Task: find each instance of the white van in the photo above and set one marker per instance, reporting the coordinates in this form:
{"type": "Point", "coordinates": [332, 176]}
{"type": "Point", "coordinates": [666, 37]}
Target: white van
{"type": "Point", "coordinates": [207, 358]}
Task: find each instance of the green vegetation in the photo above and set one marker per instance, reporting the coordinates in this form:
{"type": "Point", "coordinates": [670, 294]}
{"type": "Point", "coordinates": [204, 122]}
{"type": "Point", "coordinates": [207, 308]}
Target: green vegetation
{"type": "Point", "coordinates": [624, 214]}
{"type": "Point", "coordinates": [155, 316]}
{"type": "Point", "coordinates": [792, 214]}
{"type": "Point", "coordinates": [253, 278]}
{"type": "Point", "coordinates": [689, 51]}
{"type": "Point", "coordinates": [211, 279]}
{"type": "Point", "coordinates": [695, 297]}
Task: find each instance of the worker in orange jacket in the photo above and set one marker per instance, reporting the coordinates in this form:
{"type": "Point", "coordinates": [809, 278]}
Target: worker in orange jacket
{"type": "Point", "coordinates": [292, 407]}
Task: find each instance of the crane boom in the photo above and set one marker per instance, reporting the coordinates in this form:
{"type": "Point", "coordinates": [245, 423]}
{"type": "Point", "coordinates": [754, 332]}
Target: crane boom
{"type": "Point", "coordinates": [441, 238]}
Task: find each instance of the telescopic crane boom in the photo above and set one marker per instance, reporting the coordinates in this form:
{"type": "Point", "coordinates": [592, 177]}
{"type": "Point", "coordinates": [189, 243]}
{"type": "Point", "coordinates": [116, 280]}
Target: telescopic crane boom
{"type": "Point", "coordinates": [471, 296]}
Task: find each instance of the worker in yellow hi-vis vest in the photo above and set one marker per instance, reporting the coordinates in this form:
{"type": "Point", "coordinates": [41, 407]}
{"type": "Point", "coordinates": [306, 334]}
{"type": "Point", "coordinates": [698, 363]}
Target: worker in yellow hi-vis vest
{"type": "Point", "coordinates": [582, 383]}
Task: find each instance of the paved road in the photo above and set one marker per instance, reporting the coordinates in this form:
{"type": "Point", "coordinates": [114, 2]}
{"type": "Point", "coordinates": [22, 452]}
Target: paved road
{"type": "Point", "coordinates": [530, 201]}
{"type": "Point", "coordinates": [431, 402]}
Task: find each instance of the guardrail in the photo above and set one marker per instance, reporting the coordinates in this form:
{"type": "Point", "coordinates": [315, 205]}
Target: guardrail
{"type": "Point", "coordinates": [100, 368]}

Exercise objective →
Once the records end, copy them all again exactly.

Exercise result →
Task: find each instance of the white van in the photo above and set one marker per instance, reporting the coordinates in this form:
{"type": "Point", "coordinates": [332, 176]}
{"type": "Point", "coordinates": [666, 37]}
Target: white van
{"type": "Point", "coordinates": [207, 358]}
Task: find each instance of the green vegetation in the photo above and set one marker per instance, reporting the coordinates in this form:
{"type": "Point", "coordinates": [670, 294]}
{"type": "Point", "coordinates": [204, 122]}
{"type": "Point", "coordinates": [207, 308]}
Target: green vegetation
{"type": "Point", "coordinates": [624, 214]}
{"type": "Point", "coordinates": [155, 316]}
{"type": "Point", "coordinates": [792, 214]}
{"type": "Point", "coordinates": [253, 278]}
{"type": "Point", "coordinates": [689, 51]}
{"type": "Point", "coordinates": [211, 279]}
{"type": "Point", "coordinates": [695, 297]}
Task: find each instance of the worker in orange jacket in the photo above and set one marker per instance, reporting the coordinates in this form:
{"type": "Point", "coordinates": [809, 278]}
Target: worker in orange jacket
{"type": "Point", "coordinates": [292, 407]}
Task: find each instance of the crane boom in the photo above and set one marker per instance, reporting the coordinates in this form:
{"type": "Point", "coordinates": [245, 423]}
{"type": "Point", "coordinates": [754, 332]}
Target: crane boom
{"type": "Point", "coordinates": [441, 238]}
Task: find each instance of the telescopic crane boom in the photo above and set one marker per instance, reporting the coordinates in this form:
{"type": "Point", "coordinates": [592, 177]}
{"type": "Point", "coordinates": [189, 243]}
{"type": "Point", "coordinates": [116, 280]}
Target: telescopic crane boom
{"type": "Point", "coordinates": [471, 296]}
Task: find each instance of the worker in yellow hi-vis vest in the photo above and set one marker per instance, reporting the coordinates in this form:
{"type": "Point", "coordinates": [41, 407]}
{"type": "Point", "coordinates": [306, 334]}
{"type": "Point", "coordinates": [698, 363]}
Target: worker in yellow hi-vis vest
{"type": "Point", "coordinates": [582, 383]}
Task: find each instance of the paved road in the photo above and set one marker per instance, reporting the coordinates in this form:
{"type": "Point", "coordinates": [114, 2]}
{"type": "Point", "coordinates": [22, 452]}
Target: paved road
{"type": "Point", "coordinates": [530, 201]}
{"type": "Point", "coordinates": [431, 402]}
Task: find each instance of the guardrail in the photo above and set one marker per instance, reporting the coordinates in this form:
{"type": "Point", "coordinates": [315, 205]}
Target: guardrail
{"type": "Point", "coordinates": [100, 368]}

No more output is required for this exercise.